## Stated goal
Copy every one of the records below word for word, changing nothing.
╭─ Records provided
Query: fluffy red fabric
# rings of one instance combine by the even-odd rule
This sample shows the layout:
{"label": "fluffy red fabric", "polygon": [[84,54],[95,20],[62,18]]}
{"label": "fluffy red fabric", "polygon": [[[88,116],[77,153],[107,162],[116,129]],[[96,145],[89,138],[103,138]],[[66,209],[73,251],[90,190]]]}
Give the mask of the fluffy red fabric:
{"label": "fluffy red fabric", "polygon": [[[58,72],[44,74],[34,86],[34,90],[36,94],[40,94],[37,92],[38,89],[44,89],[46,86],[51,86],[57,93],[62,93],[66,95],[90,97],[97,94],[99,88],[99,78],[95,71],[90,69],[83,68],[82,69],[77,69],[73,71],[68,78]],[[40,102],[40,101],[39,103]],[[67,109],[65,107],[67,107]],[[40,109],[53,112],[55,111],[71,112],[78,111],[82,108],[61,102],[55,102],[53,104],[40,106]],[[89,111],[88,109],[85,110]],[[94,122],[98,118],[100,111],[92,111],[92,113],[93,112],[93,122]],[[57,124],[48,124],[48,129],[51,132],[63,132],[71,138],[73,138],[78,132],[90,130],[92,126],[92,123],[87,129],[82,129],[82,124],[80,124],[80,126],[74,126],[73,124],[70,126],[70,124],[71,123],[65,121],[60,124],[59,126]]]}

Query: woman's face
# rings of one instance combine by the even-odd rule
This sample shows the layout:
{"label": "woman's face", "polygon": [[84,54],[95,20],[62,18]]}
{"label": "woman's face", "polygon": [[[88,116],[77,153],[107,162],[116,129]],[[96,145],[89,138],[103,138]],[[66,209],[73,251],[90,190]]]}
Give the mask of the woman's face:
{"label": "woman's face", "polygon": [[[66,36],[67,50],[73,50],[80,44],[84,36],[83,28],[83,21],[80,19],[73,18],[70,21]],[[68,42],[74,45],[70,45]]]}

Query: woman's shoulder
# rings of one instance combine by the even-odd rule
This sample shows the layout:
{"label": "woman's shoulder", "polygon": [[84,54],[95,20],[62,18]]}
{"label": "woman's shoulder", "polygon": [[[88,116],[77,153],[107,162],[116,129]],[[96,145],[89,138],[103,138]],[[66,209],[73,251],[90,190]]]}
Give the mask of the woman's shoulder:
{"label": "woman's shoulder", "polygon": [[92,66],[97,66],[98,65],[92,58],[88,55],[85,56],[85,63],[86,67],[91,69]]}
╰─
## Result of this task
Query: fluffy red fabric
# rings of one instance combine by the even-odd rule
This sample shows the layout:
{"label": "fluffy red fabric", "polygon": [[84,54],[95,20],[62,18]]}
{"label": "fluffy red fabric", "polygon": [[[88,116],[77,153],[107,162],[116,129]],[[96,145],[89,138],[103,138]],[[66,209],[73,251],[90,190]]]}
Give the mask of the fluffy red fabric:
{"label": "fluffy red fabric", "polygon": [[[58,72],[44,74],[34,86],[34,90],[36,94],[40,94],[37,92],[38,89],[44,89],[46,86],[51,86],[57,93],[62,93],[66,95],[90,97],[97,94],[99,88],[99,78],[95,71],[90,69],[83,68],[82,69],[77,69],[73,71],[68,78]],[[40,102],[40,101],[39,103]],[[67,109],[65,107],[67,107]],[[40,109],[53,112],[55,111],[71,112],[78,111],[82,108],[61,102],[55,102],[53,104],[40,106]],[[89,111],[88,109],[85,110]],[[94,122],[98,118],[100,111],[92,111],[92,113],[93,112],[93,122]],[[57,124],[48,124],[48,129],[51,132],[63,132],[71,138],[73,138],[78,132],[90,130],[92,126],[92,123],[87,129],[82,129],[82,124],[80,124],[80,126],[74,126],[73,124],[70,126],[70,124],[71,123],[65,121],[60,124],[59,126]]]}

Query: woman's face
# rings of one instance combine by the even-odd rule
This sample shows the layout:
{"label": "woman's face", "polygon": [[84,54],[95,20],[62,18]]}
{"label": "woman's face", "polygon": [[[88,116],[77,153],[107,162],[116,129]],[[96,145],[89,138],[103,138]],[[66,209],[73,251],[90,190]]]}
Give the mask of the woman's face:
{"label": "woman's face", "polygon": [[[66,36],[67,50],[73,50],[80,44],[84,36],[83,28],[83,21],[80,19],[73,18],[70,21]],[[68,42],[74,45],[70,45]]]}

Query: woman's shoulder
# rings of one instance combine by the even-odd rule
This sample shows the layout:
{"label": "woman's shoulder", "polygon": [[84,54],[95,20],[62,18]]}
{"label": "woman's shoulder", "polygon": [[[88,116],[77,153],[107,162],[116,129]],[[96,145],[89,138],[103,138]],[[66,209],[73,251],[90,190]]]}
Give the mask of the woman's shoulder:
{"label": "woman's shoulder", "polygon": [[92,66],[97,66],[98,65],[92,58],[88,55],[85,56],[85,63],[86,67],[91,69]]}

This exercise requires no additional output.